━━ SOURCE TEXT ━━

When I lived in Madrid, Spain for almost five months, I had an embarrassing accident where I walked face-first into the solid glass door of a restaurant. (You can read the full story here: isla del tesoro) and subsequently had to take a painfully bumpy cab ride to the E.R....where I was seen in less than an hour, had my face x-rayed (and got to keep the x-ray), my nose bandaged, had one-on-one time with a doctor, and got a prescription for extra-strength Ibuprofin.

And I did not pay a single cent.

Here's the thing. I know Michael Moore's repertoire doesn't exactly have the best reputation. And I realize the international medical personnel who he interviews in this movie aren't going to say anything unappealing about their health care system vs. ours when the main audience is Americans and the U.S. government.
But, you can't really argue with the basic point of this documentary. Our health care system sucks. Insurance companies exist only to make money (and lots of it!) and don't give a shit about helping their clientele. This is exactly why Dr. Linda Peeno quit her job as a medical reviewer for Humana.
This is her statement when she testified before Congress in 1996:

DR. LINDA PEENO: I am here primarily today to make a public confession. In the spring of 1987, as a physician, I denied a man a necessary operation that would have saved his life and thus caused his death. No person and no group has held me accountable for this, because, in fact, what I did was I saved a company a half a million dollars for this.

━━━

* **TASK LIST**
• A. Decide whether each statement agrees with the health care passage, and answer yes or no for each, quoting the words of the passage that decide it. (i) The writer was seen at the E.R. in less than an hour. (ii) Dr. Linda Peeno testified before Congress in 1987. (iii) The writer paid part of the cost of the E.R. visit.
• B. According to the health care passage, for which company did Dr. Linda Peeno work as a medical reviewer?
• C. Return the section of the health care passage from "Here's the thing." to "reviewer for Humana.", copied word for word.

━━ EXTRACTED INFORMATION ━━

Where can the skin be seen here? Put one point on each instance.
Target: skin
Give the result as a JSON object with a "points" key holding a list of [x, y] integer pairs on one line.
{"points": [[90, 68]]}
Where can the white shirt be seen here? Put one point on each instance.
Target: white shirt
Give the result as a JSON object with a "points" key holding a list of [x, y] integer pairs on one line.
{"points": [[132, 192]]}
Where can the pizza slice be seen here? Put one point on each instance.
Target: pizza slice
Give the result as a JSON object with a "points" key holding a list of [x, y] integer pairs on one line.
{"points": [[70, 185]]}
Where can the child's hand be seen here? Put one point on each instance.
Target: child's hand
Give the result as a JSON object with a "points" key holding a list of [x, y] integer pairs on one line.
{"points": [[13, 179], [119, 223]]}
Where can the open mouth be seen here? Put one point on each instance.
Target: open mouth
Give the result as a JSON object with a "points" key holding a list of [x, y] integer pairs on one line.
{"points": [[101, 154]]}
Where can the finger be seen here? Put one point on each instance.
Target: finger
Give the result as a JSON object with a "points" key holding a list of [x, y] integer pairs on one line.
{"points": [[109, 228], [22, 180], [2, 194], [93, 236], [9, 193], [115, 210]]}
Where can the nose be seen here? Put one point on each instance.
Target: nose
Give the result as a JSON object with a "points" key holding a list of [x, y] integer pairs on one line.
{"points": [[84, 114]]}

━━━

* **SOLUTIONS TO EACH TASK**
• A.
(i) Yes: "where I was seen in less than an hour"
(ii) No: "This is her statement when she testified before Congress in 1996"
(iii) No: "And I did not pay a single cent."

• B. Humana.

• C.
Here's the thing. I know Michael Moore's repertoire doesn't exactly have the best reputation. And I realize the international medical personnel who he interviews in this movie aren't going to say anything unappealing about their health care system vs. ours when the main audience is Americans and the U.S. government.
But, you can't really argue with the basic point of this documentary. Our health care system sucks. Insurance companies exist only to make money (and lots of it!) and don't give a shit about helping their clientele. This is exactly why Dr. Linda Peeno quit her job as a medical reviewer for Humana.